● Problem requirements:
Pick out every line of the rows below that contains the word "grilled", and copy each one. Case counts.

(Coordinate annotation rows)
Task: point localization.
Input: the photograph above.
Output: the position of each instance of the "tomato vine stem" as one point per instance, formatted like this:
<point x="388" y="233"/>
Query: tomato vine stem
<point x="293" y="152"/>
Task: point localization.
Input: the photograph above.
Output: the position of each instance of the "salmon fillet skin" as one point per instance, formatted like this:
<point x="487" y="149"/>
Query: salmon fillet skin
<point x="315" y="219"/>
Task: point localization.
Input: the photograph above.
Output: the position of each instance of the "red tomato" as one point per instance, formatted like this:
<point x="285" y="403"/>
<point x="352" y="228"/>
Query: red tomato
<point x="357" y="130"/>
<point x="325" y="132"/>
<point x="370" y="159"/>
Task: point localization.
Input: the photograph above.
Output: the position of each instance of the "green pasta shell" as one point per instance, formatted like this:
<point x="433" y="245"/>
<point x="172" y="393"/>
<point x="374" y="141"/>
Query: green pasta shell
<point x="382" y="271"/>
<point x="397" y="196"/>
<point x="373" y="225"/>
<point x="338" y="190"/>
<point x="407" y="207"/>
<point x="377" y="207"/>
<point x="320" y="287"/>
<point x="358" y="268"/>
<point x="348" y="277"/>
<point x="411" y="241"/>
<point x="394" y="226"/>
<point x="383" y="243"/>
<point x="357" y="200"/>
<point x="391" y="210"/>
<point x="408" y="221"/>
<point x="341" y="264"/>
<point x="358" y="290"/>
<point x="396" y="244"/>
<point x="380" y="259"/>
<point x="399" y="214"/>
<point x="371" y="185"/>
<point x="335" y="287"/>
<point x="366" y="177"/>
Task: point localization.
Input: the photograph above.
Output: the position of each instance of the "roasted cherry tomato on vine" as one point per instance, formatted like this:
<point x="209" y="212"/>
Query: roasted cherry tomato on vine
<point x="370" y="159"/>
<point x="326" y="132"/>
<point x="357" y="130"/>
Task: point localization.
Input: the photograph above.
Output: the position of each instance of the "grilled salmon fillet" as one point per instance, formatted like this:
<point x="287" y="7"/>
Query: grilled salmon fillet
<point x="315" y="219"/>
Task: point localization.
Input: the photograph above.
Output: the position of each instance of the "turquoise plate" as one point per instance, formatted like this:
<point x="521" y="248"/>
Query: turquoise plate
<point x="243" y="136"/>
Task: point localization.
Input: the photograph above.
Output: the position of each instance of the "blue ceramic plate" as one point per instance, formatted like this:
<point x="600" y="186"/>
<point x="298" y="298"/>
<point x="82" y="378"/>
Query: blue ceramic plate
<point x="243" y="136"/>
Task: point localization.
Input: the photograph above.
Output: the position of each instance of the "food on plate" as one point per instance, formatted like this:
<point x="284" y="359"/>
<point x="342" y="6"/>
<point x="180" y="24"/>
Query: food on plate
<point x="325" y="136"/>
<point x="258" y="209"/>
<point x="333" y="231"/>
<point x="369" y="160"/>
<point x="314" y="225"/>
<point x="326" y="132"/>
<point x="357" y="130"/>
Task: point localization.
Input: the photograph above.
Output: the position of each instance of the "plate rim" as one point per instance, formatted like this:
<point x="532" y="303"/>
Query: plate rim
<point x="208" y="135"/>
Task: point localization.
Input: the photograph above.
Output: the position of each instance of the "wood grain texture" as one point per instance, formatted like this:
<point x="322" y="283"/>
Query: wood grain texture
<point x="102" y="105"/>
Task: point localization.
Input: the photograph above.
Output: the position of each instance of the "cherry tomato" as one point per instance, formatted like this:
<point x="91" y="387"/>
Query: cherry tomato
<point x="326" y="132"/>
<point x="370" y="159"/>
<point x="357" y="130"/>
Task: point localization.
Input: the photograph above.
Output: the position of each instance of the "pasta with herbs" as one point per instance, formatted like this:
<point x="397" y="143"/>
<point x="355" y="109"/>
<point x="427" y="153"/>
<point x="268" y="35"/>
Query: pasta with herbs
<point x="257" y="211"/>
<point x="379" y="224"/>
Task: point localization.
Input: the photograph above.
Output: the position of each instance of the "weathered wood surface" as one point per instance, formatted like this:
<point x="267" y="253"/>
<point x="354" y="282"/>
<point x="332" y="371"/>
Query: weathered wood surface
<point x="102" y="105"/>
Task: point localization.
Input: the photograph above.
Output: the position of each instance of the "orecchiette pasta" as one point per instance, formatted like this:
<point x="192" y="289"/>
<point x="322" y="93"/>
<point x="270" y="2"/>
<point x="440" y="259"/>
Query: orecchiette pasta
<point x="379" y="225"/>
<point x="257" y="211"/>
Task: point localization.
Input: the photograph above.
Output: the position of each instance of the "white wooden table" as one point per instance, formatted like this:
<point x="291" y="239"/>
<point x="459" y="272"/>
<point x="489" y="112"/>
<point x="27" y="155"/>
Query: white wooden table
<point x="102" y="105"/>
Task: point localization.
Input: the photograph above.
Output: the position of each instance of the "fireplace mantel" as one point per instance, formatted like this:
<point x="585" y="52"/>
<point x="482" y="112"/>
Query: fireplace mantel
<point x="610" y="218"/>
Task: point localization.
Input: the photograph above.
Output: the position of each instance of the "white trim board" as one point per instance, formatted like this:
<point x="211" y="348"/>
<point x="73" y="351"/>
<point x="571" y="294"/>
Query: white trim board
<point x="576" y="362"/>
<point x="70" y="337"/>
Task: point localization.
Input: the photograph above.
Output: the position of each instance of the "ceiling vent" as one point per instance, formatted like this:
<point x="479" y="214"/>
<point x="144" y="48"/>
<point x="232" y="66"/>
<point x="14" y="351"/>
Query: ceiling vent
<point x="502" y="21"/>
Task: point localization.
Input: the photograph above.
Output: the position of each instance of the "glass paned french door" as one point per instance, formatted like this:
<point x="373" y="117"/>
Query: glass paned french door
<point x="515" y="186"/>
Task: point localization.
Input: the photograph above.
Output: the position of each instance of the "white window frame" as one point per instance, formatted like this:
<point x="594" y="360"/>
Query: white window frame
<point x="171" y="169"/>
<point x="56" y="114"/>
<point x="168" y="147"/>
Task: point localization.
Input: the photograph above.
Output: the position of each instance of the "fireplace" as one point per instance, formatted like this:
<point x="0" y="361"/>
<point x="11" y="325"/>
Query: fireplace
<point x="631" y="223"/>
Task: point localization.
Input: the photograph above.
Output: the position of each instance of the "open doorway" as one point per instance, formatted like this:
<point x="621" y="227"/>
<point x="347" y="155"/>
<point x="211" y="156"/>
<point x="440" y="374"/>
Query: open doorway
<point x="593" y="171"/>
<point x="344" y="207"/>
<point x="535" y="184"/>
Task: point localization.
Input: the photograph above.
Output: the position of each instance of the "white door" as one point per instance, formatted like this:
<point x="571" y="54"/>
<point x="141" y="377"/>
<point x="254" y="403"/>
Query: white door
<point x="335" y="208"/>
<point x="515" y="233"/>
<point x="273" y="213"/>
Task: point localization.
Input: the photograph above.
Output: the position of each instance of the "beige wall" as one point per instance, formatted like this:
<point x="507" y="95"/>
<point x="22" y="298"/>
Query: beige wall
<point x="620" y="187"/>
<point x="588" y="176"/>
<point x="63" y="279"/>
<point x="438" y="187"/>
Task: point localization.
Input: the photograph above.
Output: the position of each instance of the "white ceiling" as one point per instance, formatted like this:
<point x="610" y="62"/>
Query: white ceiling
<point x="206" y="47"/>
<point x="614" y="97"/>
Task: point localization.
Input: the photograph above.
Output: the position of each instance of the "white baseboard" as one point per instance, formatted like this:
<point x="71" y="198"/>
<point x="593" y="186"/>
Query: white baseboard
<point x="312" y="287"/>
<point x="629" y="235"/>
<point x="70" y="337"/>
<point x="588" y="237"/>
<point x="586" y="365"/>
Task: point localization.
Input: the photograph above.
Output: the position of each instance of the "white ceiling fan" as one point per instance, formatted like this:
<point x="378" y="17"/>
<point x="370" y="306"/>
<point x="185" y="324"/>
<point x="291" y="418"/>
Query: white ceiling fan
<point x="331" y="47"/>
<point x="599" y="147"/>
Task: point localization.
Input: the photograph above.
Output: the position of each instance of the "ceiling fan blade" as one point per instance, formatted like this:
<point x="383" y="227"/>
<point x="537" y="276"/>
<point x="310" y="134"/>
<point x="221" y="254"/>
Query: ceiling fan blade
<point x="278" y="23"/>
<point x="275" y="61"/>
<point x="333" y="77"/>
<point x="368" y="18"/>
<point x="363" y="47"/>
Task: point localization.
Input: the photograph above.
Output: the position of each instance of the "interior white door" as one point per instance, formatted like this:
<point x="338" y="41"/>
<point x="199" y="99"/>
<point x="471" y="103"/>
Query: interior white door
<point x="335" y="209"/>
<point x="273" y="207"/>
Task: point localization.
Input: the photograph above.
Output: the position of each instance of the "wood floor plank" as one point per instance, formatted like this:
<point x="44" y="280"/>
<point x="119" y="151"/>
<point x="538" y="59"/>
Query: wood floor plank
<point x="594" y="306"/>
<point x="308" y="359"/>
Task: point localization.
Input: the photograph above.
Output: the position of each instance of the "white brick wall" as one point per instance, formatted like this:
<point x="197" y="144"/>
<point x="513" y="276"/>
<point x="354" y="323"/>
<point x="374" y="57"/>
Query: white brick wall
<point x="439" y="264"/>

● Task response:
Output: the position of each instance of the "grilled salmon fillet" as one point per instance, formatted like this:
Query: grilled salmon fillet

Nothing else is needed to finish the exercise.